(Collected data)
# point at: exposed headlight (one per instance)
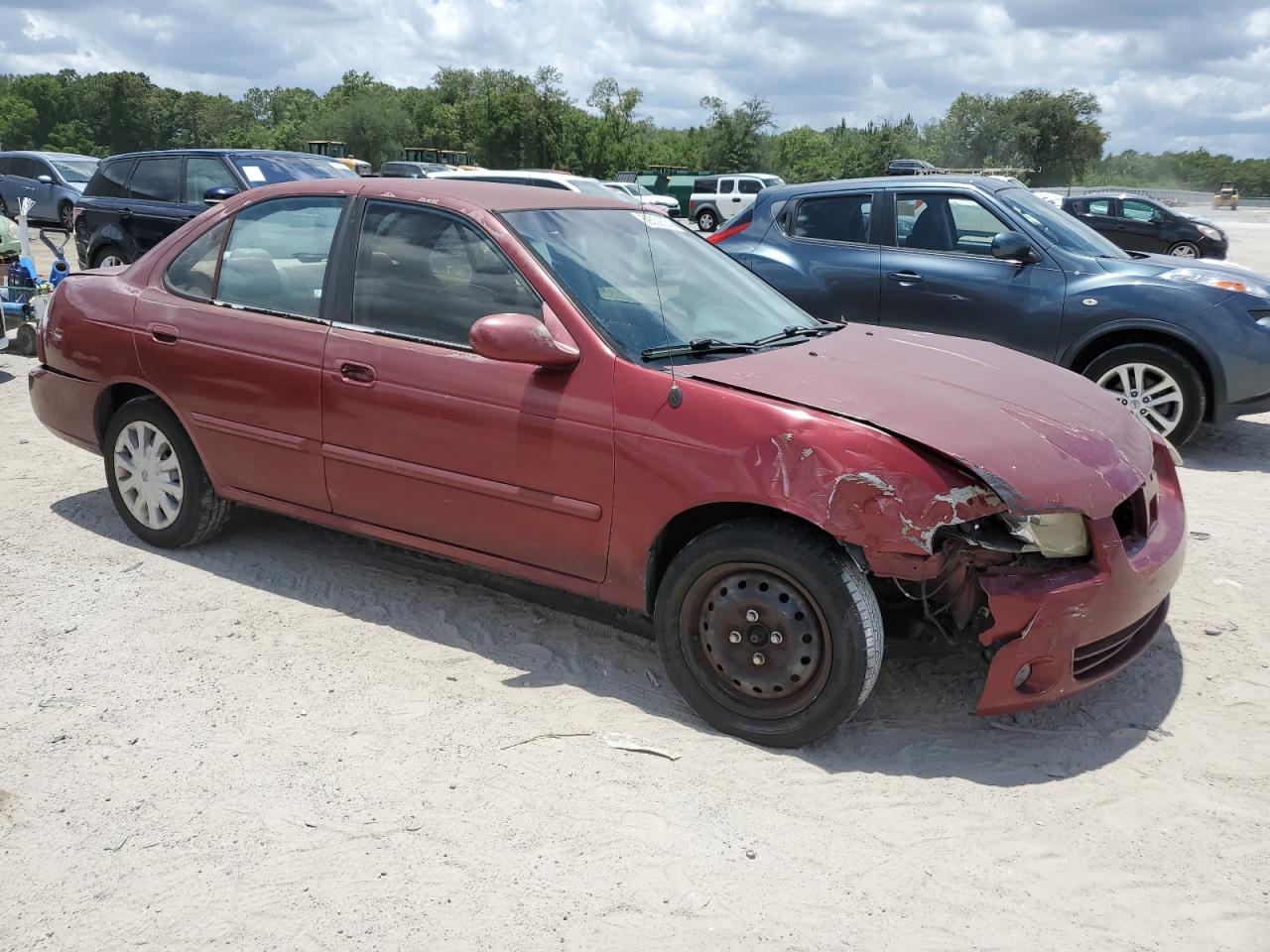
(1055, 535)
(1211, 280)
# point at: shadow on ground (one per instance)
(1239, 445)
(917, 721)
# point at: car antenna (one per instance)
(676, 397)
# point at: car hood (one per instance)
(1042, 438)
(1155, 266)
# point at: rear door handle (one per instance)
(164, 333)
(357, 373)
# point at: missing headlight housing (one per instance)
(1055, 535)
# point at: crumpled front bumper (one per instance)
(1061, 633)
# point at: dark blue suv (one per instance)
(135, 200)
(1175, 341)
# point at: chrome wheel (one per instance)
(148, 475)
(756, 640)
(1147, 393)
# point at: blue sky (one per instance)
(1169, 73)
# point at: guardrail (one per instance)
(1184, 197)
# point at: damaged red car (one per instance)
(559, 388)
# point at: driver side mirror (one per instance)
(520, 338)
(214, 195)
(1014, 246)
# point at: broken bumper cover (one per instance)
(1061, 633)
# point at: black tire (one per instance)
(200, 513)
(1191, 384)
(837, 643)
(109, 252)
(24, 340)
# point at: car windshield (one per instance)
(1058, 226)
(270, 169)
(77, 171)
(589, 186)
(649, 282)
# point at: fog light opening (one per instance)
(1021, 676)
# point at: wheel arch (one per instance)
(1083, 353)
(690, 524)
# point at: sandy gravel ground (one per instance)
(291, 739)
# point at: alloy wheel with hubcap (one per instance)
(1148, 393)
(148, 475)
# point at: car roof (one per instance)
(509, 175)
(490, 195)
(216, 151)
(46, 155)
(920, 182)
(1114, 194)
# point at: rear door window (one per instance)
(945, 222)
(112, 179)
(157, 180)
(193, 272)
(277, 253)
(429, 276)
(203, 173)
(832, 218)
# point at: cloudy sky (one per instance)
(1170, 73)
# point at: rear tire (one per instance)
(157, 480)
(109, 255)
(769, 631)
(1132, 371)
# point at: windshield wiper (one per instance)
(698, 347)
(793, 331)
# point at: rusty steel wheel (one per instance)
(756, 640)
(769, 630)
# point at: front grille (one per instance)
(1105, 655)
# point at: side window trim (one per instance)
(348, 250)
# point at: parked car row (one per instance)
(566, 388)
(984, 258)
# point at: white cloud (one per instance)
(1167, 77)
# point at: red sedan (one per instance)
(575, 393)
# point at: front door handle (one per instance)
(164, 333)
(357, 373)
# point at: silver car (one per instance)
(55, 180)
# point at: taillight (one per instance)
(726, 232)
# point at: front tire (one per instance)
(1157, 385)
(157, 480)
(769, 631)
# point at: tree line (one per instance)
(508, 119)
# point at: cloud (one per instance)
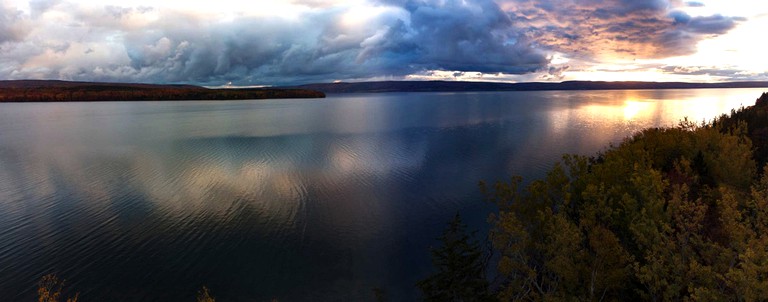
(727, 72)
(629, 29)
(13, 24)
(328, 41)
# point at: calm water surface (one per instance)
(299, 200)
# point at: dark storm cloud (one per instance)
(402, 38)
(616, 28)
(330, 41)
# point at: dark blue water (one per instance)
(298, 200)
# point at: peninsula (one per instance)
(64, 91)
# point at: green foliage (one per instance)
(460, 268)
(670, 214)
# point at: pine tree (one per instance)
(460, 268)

*What to do:* Write out every line of the collected data above word for word, leaving out the pictures.

*The reply:*
# point at: exposed headlight (one per instance)
(1055, 535)
(1211, 280)
# point at: shadow on ground (one per instance)
(1239, 445)
(917, 721)
# point at: car antenna (one per instance)
(676, 397)
# point at: car hood (one per instance)
(1042, 438)
(1155, 266)
# point at: rear door handle (one per instance)
(164, 333)
(357, 373)
# point at: missing headlight housing (one per instance)
(1055, 535)
# point at: crumpled front bumper (one per instance)
(1061, 633)
# point at: dark blue suv (one per instance)
(135, 200)
(1175, 341)
# point at: chrome wheel (one per instance)
(148, 475)
(756, 640)
(1147, 393)
# point at: blue sky (one per instance)
(1169, 73)
# point at: guardrail (one per instance)
(1184, 197)
# point at: damaged red car (one per instance)
(559, 388)
# point at: driver side mirror (one per instance)
(520, 338)
(214, 195)
(1014, 246)
# point at: broken bumper cover (one per instance)
(1061, 633)
# point at: black tire (one per instance)
(200, 513)
(1191, 384)
(837, 643)
(109, 252)
(24, 340)
# point at: car windshield (one per instance)
(1058, 226)
(270, 169)
(77, 171)
(589, 186)
(649, 282)
# point at: fog light opening (one per instance)
(1021, 676)
# point at: wheel arch (one per instance)
(1083, 353)
(690, 524)
# point at: sandy gravel ground (one per instance)
(291, 739)
# point at: alloy wheel with hubcap (one per instance)
(1148, 393)
(148, 475)
# point at: car roof (one per instance)
(509, 175)
(490, 195)
(216, 151)
(46, 155)
(920, 182)
(1114, 194)
# point at: rear door window (one per instance)
(945, 222)
(112, 179)
(157, 180)
(193, 272)
(277, 253)
(429, 276)
(203, 173)
(832, 218)
# point at: cloudy sky (one per instance)
(1170, 73)
# point at: rear tire (one per instance)
(157, 480)
(109, 255)
(769, 631)
(1132, 371)
# point at: windshield wiper (one per instance)
(698, 347)
(793, 331)
# point at: rusty steel wheel (one per instance)
(756, 640)
(769, 630)
# point at: front grille (one per instance)
(1105, 655)
# point at: side window trim (one per instance)
(348, 250)
# point at: parked car row (one per instance)
(566, 388)
(984, 258)
# point at: white cloud (one per instance)
(1167, 77)
# point at: red sedan (one per instance)
(575, 393)
# point at: front door handle (one per instance)
(164, 333)
(357, 373)
# point at: silver car (one per instance)
(55, 180)
# point at: taillight (one per instance)
(726, 232)
# point at: front tire (one per instance)
(1157, 385)
(157, 480)
(769, 631)
# point at: tree line (one per instance)
(508, 119)
# point at: cloud (one per instance)
(727, 72)
(629, 29)
(13, 24)
(328, 41)
# point at: calm water surface (one per instance)
(299, 200)
# point at: dark storm cloud (one per instance)
(402, 38)
(616, 28)
(330, 41)
# point at: dark blue water (one per instance)
(298, 200)
# point at: peninsula (one per instance)
(64, 91)
# point at: green foliage (one per instance)
(460, 268)
(670, 214)
# point at: pine tree (one per instance)
(460, 268)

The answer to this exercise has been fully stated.